> **Challenge A**:
Count the lines of the records below that contain the string "stainless", treating uppercase and lowercase as different. Give only the number.

> **Document passage**:
----------------------------------------
Another Sunday, his 81-year-old father-in-law helped him put out drills, leaf blowers and power cords. Within two minutes, half a dozen men were rooting in the bins.
“They’re mostly laborers, young guys,” said Mr. Vasquez, who lives on Staten Island and works as a super in Brooklyn. “They generally don’t have their own tools and can’t get ahead.”
Mr. Vasquez buys pallets — bins of closed-out merchandise — from stores for $200.
“If I buy one pallet, the other one is free,” he explained.
On his best days, he makes a profit of $200.
His four grown children don’t understand what draws him. They say, “You’re crazy staying there all day!”
From Guatemala, a Long Line of Weavers
For months, Jaquelin Paola Herrera Chaclan felt torn.
She wanted to sell her colorful crocheted flowers on Fifth Avenue. “But I was afraid to be deported,” said Ms. Paola. About seven years ago, she fled Guatemala with her 3-year-old daughter.
She worried about not having a permit. “I was also afraid — what if I don’t sell anything?”
----------------------------------------
Recorded data:
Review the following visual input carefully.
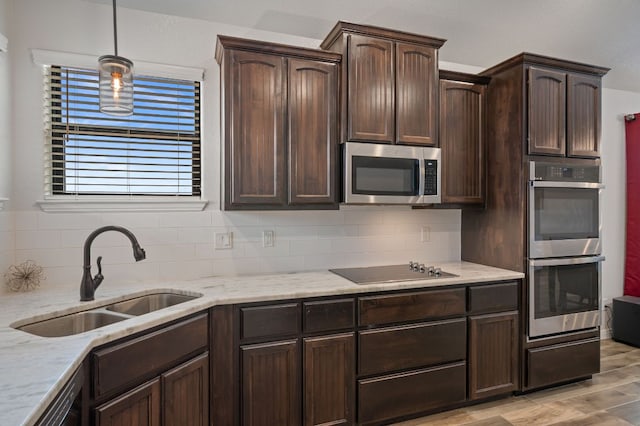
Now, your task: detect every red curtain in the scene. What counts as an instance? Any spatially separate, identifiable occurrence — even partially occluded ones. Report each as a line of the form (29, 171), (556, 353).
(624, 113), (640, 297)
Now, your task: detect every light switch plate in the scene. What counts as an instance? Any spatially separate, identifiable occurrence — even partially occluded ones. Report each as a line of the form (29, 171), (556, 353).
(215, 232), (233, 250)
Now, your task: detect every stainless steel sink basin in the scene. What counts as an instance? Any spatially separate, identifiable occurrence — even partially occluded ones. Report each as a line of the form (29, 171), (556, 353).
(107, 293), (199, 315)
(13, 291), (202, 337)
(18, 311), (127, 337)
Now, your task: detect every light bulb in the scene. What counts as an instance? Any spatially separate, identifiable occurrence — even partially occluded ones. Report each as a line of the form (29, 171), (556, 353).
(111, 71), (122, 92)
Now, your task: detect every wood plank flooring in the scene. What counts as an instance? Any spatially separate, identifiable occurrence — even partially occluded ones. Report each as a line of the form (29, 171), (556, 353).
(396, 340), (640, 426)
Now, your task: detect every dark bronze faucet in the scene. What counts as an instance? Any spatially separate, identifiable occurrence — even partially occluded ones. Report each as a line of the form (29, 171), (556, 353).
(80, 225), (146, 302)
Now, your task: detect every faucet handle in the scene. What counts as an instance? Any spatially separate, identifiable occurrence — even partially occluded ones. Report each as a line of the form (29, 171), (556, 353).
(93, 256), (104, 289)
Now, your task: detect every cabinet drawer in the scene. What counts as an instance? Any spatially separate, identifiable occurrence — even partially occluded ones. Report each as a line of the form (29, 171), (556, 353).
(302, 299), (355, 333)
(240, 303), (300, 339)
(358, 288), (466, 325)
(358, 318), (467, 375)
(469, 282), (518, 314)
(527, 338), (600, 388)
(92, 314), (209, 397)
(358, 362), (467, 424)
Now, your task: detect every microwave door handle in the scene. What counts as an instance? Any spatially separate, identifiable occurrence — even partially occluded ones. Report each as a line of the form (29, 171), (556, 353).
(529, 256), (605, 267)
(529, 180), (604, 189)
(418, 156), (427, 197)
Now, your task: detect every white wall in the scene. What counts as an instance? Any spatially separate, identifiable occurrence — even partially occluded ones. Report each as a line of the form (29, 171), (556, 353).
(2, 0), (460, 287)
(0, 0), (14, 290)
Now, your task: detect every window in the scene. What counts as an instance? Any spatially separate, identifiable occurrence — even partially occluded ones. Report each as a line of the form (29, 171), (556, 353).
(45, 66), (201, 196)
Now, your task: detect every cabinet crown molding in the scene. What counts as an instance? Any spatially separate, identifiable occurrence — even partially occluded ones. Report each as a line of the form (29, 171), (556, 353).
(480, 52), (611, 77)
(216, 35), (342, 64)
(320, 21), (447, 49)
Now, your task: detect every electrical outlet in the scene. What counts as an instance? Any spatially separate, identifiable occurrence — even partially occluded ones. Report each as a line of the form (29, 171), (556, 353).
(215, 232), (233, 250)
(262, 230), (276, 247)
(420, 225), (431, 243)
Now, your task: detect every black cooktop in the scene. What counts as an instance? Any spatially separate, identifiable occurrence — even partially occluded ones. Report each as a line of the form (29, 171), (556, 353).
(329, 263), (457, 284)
----------------------------------------
> **Challenge B**:
Copy the part of the vendors passage above that starts at "Mr. Vasquez buys" and ends at "profit of $200.", keeping every word and mark unchanged.

> **Expected output A**:
1

> **Expected output B**:
Mr. Vasquez buys pallets — bins of closed-out merchandise — from stores for $200.
“If I buy one pallet, the other one is free,” he explained.
On his best days, he makes a profit of $200.